* [WHAT NEEDS TO BE DONE]: Copy each of the entries below word for word, without changing anything.

* [RECORDED INFORMATION]:
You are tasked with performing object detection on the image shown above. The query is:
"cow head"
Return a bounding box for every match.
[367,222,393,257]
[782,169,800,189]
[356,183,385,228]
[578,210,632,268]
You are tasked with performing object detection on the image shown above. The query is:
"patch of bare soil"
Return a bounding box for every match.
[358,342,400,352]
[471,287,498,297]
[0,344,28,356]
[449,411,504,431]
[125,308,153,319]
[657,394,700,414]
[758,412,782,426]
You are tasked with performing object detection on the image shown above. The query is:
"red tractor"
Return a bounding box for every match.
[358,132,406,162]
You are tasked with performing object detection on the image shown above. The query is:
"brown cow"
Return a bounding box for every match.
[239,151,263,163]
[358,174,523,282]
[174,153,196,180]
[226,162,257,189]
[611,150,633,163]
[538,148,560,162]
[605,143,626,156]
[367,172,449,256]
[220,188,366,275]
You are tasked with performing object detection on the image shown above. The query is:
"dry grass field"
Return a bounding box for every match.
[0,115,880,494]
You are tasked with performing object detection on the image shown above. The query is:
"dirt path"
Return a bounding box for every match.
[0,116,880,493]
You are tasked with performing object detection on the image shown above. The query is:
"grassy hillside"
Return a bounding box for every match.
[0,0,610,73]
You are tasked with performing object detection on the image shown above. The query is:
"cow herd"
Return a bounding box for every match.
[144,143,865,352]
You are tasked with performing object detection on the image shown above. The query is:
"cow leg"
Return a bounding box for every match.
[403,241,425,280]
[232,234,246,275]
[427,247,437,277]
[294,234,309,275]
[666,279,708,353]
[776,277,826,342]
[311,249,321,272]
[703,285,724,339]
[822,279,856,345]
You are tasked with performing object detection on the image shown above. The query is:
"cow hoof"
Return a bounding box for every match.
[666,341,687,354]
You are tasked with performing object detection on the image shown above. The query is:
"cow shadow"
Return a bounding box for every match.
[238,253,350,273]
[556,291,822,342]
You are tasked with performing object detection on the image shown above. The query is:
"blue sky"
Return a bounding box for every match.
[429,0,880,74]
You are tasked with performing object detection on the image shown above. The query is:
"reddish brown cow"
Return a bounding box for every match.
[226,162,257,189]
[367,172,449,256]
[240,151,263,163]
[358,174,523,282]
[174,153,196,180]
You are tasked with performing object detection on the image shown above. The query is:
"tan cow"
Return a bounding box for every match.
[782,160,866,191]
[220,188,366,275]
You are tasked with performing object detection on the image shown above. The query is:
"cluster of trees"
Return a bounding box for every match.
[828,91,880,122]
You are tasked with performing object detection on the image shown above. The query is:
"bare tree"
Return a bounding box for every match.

* [COMPLETE OUTPUT]:
You are tasked with performing object detection on the image shown above. The query is:
"cow head"
Return a bounding box for every match.
[367,222,393,257]
[782,169,800,189]
[356,183,385,228]
[578,210,632,268]
You are tasked with performing object detection on the image shown above. The query is:
"patch of bare soil"
Return a bounding box for every match.
[358,342,400,352]
[471,287,498,297]
[0,344,28,356]
[449,411,504,431]
[125,308,153,319]
[657,394,700,414]
[758,412,782,426]
You are tasked with performing object detection on the image shown above. The query is:
"red tractor"
Return a bounding box for every match.
[358,132,406,162]
You are tasked with performing object detection on the image shown above. The query is:
"brown cow"
Return a bounding box for every match.
[239,151,263,163]
[358,174,523,282]
[174,153,196,180]
[226,162,257,189]
[611,150,633,163]
[538,148,560,162]
[605,143,626,156]
[367,172,449,256]
[220,188,366,275]
You are tasked with performing object detection on the image shown above. The query is:
"dry grass field"
Return a bounding box for every match.
[0,115,880,494]
You are tasked with performing object detection on the image shown above. The query is:
"dirt path"
Return a bounding box for every match.
[0,116,880,493]
You are tasked with performing object detection on the image shown above. The query is:
"grassy hillside"
Return a bounding box for every match.
[0,0,610,73]
You are tasked with performing object detection on the image shown above. The query is:
"cow herd"
Return a bounding box for every match.
[144,143,865,352]
You are tasked with performing object detection on the image shown above. The query is:
"cow leg"
Return a bounding box for every match.
[403,241,425,280]
[232,234,246,275]
[427,247,437,277]
[294,234,309,275]
[666,279,708,353]
[776,277,826,342]
[311,249,321,272]
[703,285,724,339]
[822,279,856,345]
You are tasked with performing object detection on the image shown above. The query is:
"cow hoof"
Return a bounding box for every match.
[666,341,687,354]
You are tasked with performing object detection on the image shown above. The query is:
"cow shadow"
Return a bounding box for every match.
[238,253,350,273]
[556,291,822,342]
You are tasked with performing object detection on the image shown above. The query is:
"blue sky"
Return a bounding box for every match.
[429,0,880,74]
You are tasked with performing object detection on the image shown above. The query is:
"reddish brown cow"
Return a bounding box for every match.
[226,162,257,189]
[367,172,449,256]
[240,151,263,163]
[358,174,523,282]
[174,153,196,180]
You are tasked with performing object detection on the image shown above. The query is:
"tan cow"
Return a bounding box for every match.
[782,160,866,191]
[220,188,366,275]
You are tasked with performing object detection on the image shown above. The query is:
"cluster of trees"
Return a bounding box for every match.
[828,91,880,122]
You are tasked with performing object detection on the image shown above. The query is:
"bare tree"
Return a bounding box for every match.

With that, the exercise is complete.